=== Provided data ===

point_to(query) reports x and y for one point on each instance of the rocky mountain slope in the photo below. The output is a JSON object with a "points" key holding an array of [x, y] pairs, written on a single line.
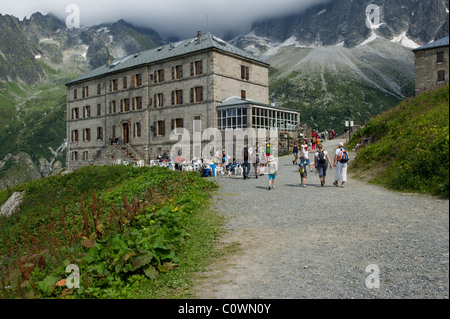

===
=== Provided data ===

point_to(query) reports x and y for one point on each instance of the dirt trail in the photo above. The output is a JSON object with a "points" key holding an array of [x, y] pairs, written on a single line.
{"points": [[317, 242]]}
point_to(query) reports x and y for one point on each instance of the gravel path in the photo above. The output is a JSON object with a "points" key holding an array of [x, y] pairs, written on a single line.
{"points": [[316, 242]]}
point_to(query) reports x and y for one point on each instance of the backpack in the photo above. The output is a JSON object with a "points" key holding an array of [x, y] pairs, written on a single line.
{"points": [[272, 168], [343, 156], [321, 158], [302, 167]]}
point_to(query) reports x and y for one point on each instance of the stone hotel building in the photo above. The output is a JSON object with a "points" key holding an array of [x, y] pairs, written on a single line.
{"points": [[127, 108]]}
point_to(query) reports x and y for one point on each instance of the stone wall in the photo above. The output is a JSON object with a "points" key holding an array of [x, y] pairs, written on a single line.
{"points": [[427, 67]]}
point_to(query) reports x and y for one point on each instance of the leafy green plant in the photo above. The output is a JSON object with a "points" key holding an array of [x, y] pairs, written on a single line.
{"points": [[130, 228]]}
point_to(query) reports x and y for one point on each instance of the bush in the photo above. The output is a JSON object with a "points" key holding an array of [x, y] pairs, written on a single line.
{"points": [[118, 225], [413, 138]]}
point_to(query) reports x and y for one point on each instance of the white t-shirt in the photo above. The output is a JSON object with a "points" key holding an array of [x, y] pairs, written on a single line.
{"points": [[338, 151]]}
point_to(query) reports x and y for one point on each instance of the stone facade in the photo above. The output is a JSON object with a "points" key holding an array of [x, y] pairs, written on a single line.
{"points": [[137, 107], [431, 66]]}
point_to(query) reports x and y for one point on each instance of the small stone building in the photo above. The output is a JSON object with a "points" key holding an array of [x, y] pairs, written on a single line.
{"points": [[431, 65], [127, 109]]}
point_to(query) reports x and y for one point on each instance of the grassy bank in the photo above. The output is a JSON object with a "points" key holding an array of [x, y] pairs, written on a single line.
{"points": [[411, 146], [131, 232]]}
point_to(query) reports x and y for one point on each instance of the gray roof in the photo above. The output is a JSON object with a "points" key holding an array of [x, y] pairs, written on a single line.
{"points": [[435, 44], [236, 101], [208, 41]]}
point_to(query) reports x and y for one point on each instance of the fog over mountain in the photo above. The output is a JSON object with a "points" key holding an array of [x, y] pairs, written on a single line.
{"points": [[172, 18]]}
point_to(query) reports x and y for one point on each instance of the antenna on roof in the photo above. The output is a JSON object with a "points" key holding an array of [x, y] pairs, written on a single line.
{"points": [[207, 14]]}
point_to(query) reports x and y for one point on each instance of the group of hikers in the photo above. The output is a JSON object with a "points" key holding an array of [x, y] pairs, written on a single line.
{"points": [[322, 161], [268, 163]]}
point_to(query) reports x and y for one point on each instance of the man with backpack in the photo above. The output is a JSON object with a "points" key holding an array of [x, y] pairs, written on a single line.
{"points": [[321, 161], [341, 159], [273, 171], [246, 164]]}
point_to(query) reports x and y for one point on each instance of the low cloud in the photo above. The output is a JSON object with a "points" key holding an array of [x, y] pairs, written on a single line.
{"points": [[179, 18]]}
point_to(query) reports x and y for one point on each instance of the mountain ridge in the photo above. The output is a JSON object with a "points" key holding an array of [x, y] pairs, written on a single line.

===
=== Provided data ===

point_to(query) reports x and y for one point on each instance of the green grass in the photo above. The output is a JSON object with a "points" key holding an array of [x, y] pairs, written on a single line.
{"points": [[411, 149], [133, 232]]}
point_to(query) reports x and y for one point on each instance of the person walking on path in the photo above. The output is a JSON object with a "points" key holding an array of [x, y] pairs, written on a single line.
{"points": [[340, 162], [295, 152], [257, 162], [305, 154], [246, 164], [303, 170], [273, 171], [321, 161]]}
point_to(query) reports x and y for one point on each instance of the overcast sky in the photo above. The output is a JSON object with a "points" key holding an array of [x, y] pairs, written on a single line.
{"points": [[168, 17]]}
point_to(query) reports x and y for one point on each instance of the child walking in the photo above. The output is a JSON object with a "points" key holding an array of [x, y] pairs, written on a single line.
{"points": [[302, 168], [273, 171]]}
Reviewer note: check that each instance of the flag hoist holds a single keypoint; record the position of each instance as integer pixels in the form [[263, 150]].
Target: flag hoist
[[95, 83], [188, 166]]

===

# [Instructions for the task]
Render the material from the line with "of the overcast" to the line with "[[95, 83], [188, 166]]", both included, as a Markdown table with columns Row and Line, skipping any blank lines.

# [Reply to the exercise]
| Row | Line |
|---|---|
| 1 | point_to(query) reports x and y for one point on each instance of the overcast sky in the photo above. The output is a JSON object with a "points" key holding an array of [x, y] pairs, written on a single line. |
| 2 | {"points": [[168, 17]]} |
| 3 | point_to(query) reports x and y for one point on each instance of the child walking in the photo above. The output is a JSON object with a "points" key holding an array of [x, y] pairs, written on a single line. |
| 4 | {"points": [[302, 168], [273, 171]]} |
| 5 | Reviewer note: check that each instance of the flag hoist holds a single keypoint; record the position of each instance as integer pixels in the form [[263, 150]]. |
| 6 | Target: flag hoist |
| 7 | [[95, 83], [188, 166]] |